Prompt a —
Transcribe the passage of the Mass Effect 3 review below, from "Instead, I argue" to "some relationship problems.".

Source text —
It might sound like I’m being too negative. But there’s no debate whether Mass Effect 3 is a good game. It has good combat, an effective atmosphere, satisfying resolution, and a few great characters. Co-op is surprisingly entertaining. Bioware has finally settled on a good balance of RPG elements, too. It’s easy to dismiss most of the nitpicks. It’s the best game in the series for all these reasons.

Instead, I argue about whether Mass Effect 3 is a great game. I write about it because I deeply care about Bioware as a developer. I want Bioware to strengthen choice and consequence and master character writing so I can consider their games to be classics again. At the very least, I’m no longer left out of this series now that I appreciate the combat and the universe. I have my foot in the door. So even if I never get all the way through that door where Mass Effect becomes an all-time favorite, I can finally enjoy the ride for what it’s worth.

4 stars
PC

Tim James has been digging into RPGs for 20 years. He isn’t worth any war assets, but he’d still like your help with some relationship problems.

  • Jmacgregor5

    Really good review, well balanced mix of personal and general points.

    Personally after both Witcher (and numerous non-choice based but well written) games I’m not sure I have any enthusiasm for Bioware’s dialogue anymore. That and EAs cross-platform, money-grabbing shenanigans don’t help.

    Side note: this may be me misremembering things (and slightly stalkerish) but isn’t Tom the only person who can post scored reviews?

  • tomchick

    Not stalkerish at all! I’ve recused myself from “officially” reviewing Mass Effect 3. But now that Qt3 in on the aggregates, I want to make sure we covers major releases, even if I don’t do the review. So in this instance, Tim was kind enough to help out. I have a lot of respect for the breadth of games he plays, and how articulate and opinionated he is.

    That said, I don’t agree with all of his points. Man, I loved the ending. And I couldn’t care less about the choice-and-consequence system, which is , for me, mostly busywork on the way to the next shooter bit. But I can’t tell you how glad I was to read his point about Bioware writing young adult fiction. Because that’s exactly the sort of stuff I’m honored to have on the front page. It’s one of those “a-ha” observations that I wish more videogame writers would make.

  • luke

    What led to you “recusing” yourself from an official Mass Effect 3 review? That’s not a complaint. I like Tim’s review for exactly the observation you highlight. No offense to Bioware and the Mass Effect team, but Tim nailed the writing. Those guys should talk to the Dragon Age folks sometime. I don’t remember so much melodrama or young adult writing in Dragon Age: Origins.

  • Jason

    To me there’s some identifiable kinship with fan-writing – or with Josh Whedon’s shows’ writing, or with some comics writing – in Bioware’s stories, whether one’s talking about their strong or weak stories.  

    But just saying “fanfiction,” much less “young adult fanfiction” is, imo, a bit too harsh sounding.  I get the stylistic kinship and the fact that they’re not to your (or Tim’s) taste.  But I was really impressed with the extent to which Bioware dared to cram a very special Bioware/Whedon/Whatever style Very Special Blossom in every 10 minutes and lo and behold they were often far cleverer than I’d expected.

    It certainly stands up fine to DA:O, DXHR, TW1, or other games with enough volume of storytelling to make for a semi-fair comparison.

Excerpted data —
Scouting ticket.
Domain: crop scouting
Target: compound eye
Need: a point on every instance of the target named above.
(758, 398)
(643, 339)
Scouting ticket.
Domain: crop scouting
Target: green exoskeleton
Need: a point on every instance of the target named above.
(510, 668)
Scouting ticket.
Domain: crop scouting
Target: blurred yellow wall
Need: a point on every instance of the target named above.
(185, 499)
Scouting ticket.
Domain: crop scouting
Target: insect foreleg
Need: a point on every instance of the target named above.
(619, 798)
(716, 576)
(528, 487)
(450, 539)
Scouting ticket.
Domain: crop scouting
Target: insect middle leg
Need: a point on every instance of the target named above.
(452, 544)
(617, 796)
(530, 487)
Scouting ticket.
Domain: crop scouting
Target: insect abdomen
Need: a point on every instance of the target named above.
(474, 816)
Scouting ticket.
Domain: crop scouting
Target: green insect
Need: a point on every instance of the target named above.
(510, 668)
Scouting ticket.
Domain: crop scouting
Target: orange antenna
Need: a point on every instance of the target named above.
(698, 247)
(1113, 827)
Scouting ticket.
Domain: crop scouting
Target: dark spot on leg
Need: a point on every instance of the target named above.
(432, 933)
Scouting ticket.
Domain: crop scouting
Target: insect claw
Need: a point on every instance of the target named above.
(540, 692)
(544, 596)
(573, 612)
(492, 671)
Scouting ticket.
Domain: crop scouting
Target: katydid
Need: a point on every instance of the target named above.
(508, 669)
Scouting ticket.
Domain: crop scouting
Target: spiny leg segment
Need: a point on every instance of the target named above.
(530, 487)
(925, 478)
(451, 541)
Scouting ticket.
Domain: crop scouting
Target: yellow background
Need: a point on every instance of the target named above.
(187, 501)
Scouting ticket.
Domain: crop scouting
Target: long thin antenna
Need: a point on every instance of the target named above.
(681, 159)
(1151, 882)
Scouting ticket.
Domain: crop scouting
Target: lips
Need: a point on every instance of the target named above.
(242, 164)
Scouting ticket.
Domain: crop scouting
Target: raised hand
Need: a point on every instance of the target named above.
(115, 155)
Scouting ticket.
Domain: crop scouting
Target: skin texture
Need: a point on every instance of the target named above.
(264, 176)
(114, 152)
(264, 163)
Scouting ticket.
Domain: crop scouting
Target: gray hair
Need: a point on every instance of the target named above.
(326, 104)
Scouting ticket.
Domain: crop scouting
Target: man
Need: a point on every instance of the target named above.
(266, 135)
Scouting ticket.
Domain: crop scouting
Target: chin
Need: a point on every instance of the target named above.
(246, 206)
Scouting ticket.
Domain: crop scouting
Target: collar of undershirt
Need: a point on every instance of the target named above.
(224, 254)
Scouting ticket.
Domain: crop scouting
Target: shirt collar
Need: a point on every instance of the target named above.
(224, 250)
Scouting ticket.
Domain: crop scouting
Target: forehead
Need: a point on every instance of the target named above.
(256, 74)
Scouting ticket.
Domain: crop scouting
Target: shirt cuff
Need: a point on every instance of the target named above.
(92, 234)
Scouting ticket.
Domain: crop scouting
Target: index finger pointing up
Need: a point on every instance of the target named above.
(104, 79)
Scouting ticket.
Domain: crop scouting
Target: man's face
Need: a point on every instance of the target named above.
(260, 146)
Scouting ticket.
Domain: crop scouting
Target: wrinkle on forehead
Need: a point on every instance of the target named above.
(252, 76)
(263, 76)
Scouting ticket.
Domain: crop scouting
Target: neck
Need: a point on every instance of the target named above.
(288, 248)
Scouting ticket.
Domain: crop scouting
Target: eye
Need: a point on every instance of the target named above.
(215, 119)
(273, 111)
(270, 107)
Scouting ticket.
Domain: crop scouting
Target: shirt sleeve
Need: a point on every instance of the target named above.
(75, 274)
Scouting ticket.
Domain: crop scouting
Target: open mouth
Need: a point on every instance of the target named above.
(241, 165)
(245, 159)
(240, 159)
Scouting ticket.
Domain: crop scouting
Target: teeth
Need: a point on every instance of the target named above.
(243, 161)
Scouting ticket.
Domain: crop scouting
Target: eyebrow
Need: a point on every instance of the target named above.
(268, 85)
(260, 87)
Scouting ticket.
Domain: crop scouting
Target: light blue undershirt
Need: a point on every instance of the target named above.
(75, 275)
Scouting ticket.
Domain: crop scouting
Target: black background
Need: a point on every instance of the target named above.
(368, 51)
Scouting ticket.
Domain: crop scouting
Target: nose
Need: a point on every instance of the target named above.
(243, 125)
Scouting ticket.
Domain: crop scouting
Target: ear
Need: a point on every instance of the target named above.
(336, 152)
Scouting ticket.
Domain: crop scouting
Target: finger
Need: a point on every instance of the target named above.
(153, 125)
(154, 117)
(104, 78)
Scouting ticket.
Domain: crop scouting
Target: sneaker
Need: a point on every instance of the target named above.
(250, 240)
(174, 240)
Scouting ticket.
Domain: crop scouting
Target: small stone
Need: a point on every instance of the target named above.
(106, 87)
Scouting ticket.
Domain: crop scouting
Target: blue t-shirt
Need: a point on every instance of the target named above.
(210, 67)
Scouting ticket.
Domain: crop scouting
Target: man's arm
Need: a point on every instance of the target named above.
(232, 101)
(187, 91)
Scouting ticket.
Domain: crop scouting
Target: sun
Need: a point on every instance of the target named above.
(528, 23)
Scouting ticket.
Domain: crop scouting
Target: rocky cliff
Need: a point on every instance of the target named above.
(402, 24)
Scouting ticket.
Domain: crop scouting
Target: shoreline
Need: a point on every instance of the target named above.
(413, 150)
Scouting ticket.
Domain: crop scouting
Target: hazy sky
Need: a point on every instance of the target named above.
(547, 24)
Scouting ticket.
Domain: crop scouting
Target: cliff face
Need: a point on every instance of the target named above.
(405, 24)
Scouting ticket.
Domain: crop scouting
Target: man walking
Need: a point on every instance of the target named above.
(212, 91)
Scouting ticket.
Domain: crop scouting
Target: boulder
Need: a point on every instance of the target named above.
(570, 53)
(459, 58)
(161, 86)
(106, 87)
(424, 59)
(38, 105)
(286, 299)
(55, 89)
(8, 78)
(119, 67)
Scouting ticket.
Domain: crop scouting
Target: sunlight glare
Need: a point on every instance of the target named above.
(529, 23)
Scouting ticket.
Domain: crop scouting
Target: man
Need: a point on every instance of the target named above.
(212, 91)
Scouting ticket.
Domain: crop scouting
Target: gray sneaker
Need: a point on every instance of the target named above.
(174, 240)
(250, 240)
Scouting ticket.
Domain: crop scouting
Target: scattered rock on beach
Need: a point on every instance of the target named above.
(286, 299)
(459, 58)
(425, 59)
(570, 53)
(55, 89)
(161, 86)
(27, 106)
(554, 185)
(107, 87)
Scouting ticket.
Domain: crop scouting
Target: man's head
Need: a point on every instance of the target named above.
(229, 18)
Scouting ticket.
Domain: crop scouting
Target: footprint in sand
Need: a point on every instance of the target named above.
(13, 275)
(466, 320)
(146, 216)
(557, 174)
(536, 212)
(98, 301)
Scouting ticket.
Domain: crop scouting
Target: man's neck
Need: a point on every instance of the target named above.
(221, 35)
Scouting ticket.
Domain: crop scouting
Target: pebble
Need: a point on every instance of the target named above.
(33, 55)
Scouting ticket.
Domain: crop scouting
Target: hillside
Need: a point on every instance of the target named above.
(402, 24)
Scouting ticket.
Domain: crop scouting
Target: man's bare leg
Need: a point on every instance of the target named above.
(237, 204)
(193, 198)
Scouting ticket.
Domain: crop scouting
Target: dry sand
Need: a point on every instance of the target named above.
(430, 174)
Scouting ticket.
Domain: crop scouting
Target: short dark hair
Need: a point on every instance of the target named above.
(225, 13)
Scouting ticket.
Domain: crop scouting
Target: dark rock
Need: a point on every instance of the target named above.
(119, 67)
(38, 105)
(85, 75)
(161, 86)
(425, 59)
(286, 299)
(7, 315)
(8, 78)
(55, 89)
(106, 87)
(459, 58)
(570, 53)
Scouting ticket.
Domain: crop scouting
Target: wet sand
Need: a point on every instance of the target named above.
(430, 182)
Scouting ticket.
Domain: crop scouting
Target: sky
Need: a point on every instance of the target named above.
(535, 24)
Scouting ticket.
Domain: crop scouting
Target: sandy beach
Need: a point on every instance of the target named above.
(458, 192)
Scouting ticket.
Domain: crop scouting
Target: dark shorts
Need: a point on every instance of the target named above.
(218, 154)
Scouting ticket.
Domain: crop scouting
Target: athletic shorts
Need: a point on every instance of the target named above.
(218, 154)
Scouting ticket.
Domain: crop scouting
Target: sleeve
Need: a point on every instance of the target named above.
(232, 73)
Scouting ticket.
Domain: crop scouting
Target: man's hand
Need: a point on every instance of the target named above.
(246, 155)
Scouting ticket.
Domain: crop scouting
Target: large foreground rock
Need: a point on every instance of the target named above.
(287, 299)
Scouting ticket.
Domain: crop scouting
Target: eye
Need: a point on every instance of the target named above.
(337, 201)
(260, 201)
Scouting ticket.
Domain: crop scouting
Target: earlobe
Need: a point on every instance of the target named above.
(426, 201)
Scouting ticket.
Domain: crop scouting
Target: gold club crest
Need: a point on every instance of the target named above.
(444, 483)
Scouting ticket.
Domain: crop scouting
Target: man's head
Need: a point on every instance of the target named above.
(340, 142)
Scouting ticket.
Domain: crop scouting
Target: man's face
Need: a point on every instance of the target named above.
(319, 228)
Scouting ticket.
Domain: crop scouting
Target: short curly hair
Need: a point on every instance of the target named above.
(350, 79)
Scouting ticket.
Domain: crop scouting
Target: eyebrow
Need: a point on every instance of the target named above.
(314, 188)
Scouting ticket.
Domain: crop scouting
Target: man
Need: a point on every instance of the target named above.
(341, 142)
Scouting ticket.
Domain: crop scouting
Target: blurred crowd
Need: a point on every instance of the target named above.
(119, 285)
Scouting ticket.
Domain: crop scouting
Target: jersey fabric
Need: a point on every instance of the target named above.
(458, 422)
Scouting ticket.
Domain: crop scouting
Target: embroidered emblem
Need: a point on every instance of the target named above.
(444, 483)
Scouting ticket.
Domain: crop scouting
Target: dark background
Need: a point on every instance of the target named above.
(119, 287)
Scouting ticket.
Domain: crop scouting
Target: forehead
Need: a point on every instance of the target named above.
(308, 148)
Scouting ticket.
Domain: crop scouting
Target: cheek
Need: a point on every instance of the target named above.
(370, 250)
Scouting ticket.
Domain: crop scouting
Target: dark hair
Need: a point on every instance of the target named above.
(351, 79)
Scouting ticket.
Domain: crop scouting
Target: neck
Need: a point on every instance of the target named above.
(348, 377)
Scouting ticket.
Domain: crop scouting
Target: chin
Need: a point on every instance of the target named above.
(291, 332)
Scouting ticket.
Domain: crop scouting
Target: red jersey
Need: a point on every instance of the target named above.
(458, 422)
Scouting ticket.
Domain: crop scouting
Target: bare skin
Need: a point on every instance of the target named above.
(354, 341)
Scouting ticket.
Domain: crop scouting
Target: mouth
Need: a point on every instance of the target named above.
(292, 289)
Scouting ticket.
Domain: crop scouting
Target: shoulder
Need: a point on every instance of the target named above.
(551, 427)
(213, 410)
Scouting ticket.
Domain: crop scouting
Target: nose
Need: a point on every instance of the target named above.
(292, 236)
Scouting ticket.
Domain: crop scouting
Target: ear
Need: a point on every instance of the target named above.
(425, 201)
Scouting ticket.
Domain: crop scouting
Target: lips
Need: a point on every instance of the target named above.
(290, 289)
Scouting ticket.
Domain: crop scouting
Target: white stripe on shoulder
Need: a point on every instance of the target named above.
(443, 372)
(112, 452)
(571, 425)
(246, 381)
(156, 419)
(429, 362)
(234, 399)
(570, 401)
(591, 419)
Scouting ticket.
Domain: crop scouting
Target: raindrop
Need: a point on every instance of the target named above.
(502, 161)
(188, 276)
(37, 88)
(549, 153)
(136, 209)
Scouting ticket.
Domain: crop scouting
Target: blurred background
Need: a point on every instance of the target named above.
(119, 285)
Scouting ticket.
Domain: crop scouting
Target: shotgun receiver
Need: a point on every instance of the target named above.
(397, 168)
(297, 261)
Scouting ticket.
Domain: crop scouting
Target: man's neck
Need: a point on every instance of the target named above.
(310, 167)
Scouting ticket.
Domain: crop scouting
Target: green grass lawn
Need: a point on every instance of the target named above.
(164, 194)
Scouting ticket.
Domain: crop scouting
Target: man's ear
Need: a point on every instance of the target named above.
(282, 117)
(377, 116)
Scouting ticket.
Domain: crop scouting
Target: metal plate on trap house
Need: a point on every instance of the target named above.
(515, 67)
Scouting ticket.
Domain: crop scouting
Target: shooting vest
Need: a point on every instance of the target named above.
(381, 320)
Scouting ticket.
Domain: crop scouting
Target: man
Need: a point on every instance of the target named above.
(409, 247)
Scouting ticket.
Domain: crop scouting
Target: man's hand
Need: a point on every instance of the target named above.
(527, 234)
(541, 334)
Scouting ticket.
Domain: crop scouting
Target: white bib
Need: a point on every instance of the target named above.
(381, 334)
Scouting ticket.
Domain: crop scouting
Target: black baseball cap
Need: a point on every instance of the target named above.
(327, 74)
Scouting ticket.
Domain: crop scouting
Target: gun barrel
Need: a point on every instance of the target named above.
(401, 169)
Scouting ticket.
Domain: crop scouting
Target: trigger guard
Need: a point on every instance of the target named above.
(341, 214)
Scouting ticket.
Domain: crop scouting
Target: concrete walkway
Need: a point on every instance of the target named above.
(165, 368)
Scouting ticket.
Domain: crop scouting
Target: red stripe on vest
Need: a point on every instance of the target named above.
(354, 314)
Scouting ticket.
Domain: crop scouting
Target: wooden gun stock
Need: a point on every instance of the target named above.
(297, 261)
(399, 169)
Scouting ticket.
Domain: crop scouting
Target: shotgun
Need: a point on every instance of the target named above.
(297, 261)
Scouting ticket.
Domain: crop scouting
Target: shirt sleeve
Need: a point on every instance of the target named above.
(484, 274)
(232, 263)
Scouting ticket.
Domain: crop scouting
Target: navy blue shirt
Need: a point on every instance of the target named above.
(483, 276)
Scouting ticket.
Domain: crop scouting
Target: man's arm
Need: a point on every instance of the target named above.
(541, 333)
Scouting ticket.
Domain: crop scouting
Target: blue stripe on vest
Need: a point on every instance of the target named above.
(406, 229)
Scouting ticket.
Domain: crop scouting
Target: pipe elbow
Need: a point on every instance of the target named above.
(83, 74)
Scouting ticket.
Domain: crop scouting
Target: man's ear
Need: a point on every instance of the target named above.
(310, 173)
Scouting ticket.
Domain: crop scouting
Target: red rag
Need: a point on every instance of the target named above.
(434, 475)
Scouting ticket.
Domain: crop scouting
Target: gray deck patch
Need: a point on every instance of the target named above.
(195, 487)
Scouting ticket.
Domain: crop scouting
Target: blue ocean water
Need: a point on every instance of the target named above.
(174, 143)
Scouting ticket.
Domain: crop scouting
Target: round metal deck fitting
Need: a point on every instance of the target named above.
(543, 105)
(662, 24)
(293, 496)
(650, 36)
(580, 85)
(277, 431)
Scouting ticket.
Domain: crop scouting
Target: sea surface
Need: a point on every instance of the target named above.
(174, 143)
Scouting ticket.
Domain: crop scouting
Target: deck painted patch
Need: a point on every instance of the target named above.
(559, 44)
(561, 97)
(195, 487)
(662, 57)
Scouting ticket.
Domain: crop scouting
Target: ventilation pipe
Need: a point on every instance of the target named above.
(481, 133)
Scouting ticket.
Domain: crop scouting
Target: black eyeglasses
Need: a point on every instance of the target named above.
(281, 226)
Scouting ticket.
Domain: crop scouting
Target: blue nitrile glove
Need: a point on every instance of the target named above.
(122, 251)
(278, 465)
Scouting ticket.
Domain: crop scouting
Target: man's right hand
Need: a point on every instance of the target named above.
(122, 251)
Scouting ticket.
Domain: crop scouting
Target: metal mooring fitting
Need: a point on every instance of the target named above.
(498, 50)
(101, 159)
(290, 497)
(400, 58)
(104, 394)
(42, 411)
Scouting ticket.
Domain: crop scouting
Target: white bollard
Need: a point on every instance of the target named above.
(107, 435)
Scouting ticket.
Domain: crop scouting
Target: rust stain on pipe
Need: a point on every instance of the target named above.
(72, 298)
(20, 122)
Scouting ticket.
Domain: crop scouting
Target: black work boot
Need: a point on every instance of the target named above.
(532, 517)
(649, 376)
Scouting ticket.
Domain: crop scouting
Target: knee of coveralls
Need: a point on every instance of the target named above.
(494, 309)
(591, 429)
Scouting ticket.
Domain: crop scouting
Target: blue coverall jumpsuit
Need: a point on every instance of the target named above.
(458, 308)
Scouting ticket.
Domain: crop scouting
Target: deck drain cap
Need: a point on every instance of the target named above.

Prompt b —
Find every line in the listing above that contains the word "bare", matching case exactly, and copy each of those lines.

Result a —
Instead, I argue about whether Mass Effect 3 is a great game. I write about it because I deeply care about Bioware as a developer. I want Bioware to strengthen choice and consequence and master character writing so I can consider their games to be classics again. At the very least, I’m no longer left out of this series now that I appreciate the combat and the universe. I have my foot in the door. So even if I never get all the way through that door where Mass Effect becomes an all-time favorite, I can finally enjoy the ride for what it’s worth.

4 stars
PC

Tim James has been digging into RPGs for 20 years. He isn’t worth any war assets, but he’d still like your help with some relationship problems.

Result b —
Target: man's bare leg
Target: bare skin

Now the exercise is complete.